_WHAT YOU HAVE TO DO_
Copy out all the lines of the data precisely, omitting any pictures.

_RECORD SET_

=== Begin Enclosure ===

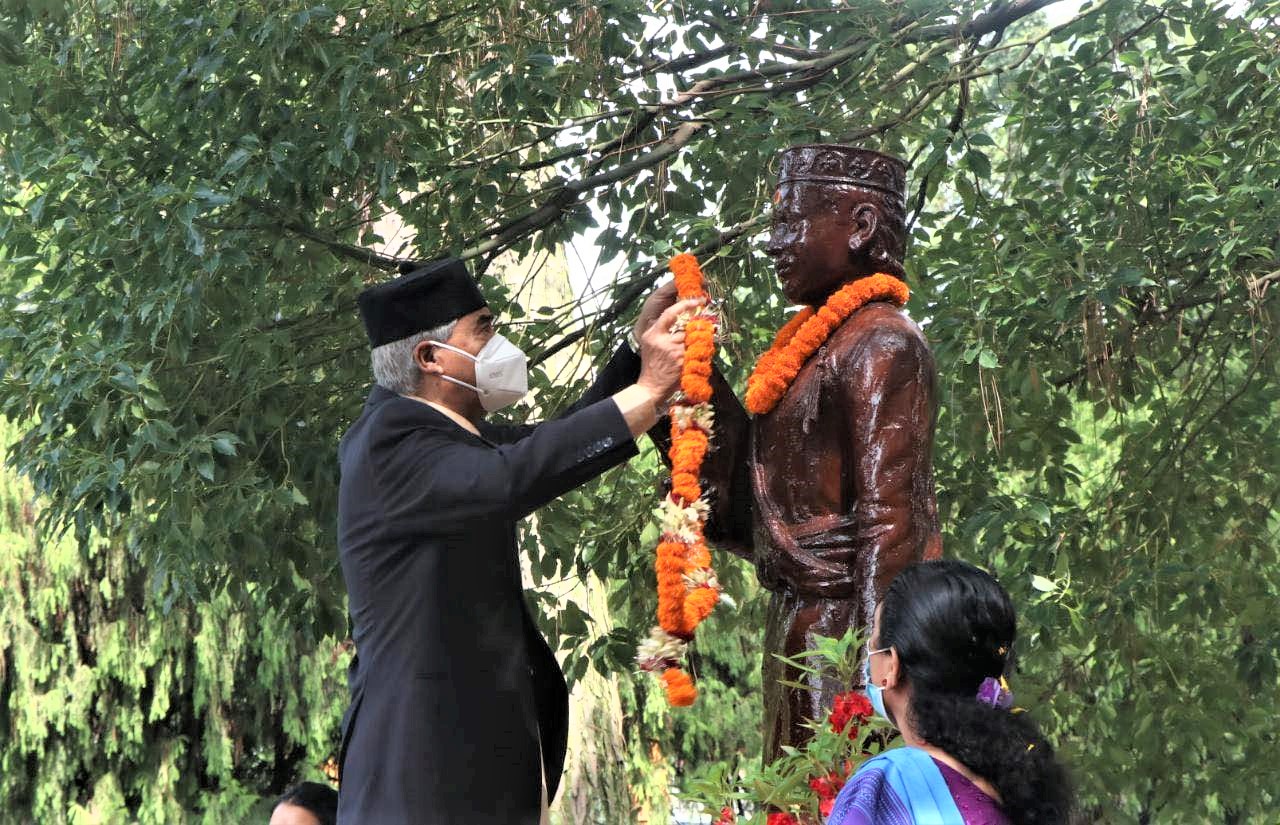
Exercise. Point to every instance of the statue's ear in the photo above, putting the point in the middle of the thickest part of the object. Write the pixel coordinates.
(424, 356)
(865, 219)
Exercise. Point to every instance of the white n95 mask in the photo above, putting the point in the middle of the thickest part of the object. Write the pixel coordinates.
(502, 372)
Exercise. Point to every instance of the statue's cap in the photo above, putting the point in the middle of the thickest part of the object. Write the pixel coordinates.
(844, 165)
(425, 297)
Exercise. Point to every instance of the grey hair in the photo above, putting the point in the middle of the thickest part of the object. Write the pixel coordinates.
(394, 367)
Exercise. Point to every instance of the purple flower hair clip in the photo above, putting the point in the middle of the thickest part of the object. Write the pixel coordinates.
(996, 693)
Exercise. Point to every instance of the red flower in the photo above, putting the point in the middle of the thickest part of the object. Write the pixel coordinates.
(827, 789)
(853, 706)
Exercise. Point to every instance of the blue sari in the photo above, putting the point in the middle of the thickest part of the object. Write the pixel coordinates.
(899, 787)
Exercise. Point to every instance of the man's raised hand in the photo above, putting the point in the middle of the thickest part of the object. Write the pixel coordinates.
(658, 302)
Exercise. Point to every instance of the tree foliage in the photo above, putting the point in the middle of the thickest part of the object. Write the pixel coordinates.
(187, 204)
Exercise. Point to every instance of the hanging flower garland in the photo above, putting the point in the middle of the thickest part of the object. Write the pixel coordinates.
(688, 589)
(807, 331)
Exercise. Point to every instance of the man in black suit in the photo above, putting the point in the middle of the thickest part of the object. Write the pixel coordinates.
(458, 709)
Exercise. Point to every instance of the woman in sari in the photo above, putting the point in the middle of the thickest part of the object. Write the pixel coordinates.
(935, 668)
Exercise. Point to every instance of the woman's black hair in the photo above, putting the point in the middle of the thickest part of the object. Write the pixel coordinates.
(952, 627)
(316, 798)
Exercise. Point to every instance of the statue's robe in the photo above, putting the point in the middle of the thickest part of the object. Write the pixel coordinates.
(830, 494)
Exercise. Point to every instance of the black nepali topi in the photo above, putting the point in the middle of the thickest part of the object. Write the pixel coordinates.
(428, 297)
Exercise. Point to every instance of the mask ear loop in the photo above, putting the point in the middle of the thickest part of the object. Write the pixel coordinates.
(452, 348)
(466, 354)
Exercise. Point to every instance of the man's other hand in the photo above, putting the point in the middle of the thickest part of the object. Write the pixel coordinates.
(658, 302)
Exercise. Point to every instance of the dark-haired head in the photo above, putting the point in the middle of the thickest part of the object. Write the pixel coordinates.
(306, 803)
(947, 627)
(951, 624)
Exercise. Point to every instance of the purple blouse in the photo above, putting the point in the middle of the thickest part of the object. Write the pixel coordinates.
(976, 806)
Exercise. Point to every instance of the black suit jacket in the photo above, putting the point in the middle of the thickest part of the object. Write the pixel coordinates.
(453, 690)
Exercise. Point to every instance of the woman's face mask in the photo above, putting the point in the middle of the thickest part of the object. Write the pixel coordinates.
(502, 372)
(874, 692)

=== End Enclosure ===

_RESPONSE AREA_
Exercise. Point to every instance of the statue's ear in the photo above, putting the point in the middle of the thickest part of the object. Write the pixel coordinates.
(424, 356)
(865, 219)
Exercise. Point to every instance of the white n95 mask in the photo above, putting the point in the middle of the thickest part of the object. Write the pixel coordinates.
(502, 372)
Exercise. Point to every instance of the statue's cap in the photo above, putting the point in the middle of the thickest part of the object. Write the pixel coordinates.
(844, 165)
(425, 297)
Exercise. Point to every instance of the grey hair in the photo above, putting the point in the middle of the thickest part of the object. Write the pixel coordinates.
(394, 367)
Exercise. Point to every instance of the purple flower hair clip in the photo above, putting the point in the middle of the thickest part of the object. Write the pixel coordinates.
(996, 693)
Exercise. Point to every instance of the red flower in the photo above, putting the point in the middle of the thickest part of the object. Write the pixel coordinates.
(827, 789)
(853, 706)
Exercise. Point to every instance of the blue sari in the photo above, putting the point in the middle of the thickest part of the object. Write the pixel coordinates.
(899, 787)
Exercise. Point to every instance of the man's raised hand in the photo above, putting the point in the middle of the thickest part of the object. Write the pixel coordinates.
(658, 302)
Exercise. Point to every instance of the tree foliage in the photo above, putting the point in the middle of the thickest part of the object. Write the pixel coordinates.
(187, 204)
Exercise. Point to every instance of the hanging flower garland in the photo above, putting the point in the middle of the thickest part of the object. Write the pixel coordinates.
(688, 589)
(807, 331)
Exercise. Point to every instance of the man in black suit in the photo above, putting the point in the middle of the thickest part of the object. Write the pixel coordinates.
(458, 709)
Exercise. Point to every instance of the woman in sari in the photo above, putting the point in the middle of the thickest part of the object. Write the pixel coordinates.
(935, 668)
Exercise. Point to every instance of the woman's black hair in the photo above, putting the point in the middle of the thickest part of the object. Write the pixel coordinates.
(952, 627)
(316, 798)
Exercise. Point to every instance of the statue's robe in the photo above, putting the point in the middle of the thickest part of the object. Write the pixel coordinates.
(830, 494)
Exercise. Point to every instance of the black nepali topi in the photo above, putting the point in the middle of the thickest part of the object. Write the pixel coordinates.
(428, 297)
Exercise. Point to every instance of the mask ear loop in the photo above, putting the point in the middle of the thickest part of the object. Write the pixel coordinates.
(452, 348)
(466, 354)
Exercise. Point to every instance of the man's other hand in the photo above, putting the point in the middle of the thickest part of the object. Write the pixel coordinates.
(658, 302)
Exercise. Point to every instance of the dark-haired head in the photo above, putting the point in the middle of the thickest part of the object. Write the pixel coordinates.
(306, 803)
(947, 627)
(951, 624)
Exercise. Point to every instance of the purple blouse in the photo above, putting the point in the middle of the thickest part of the object. Write the pixel coordinates.
(976, 806)
Exercise. Point to every instance of the black suit jacket in the photo above, putting the point in the middle of the thickest part of the object. Write the pixel coordinates.
(453, 690)
Exercise. Point to every instance of the woman's face mask in the photo above, putting the point in the middle of the thickest part of the object. Write the pixel coordinates.
(502, 372)
(874, 692)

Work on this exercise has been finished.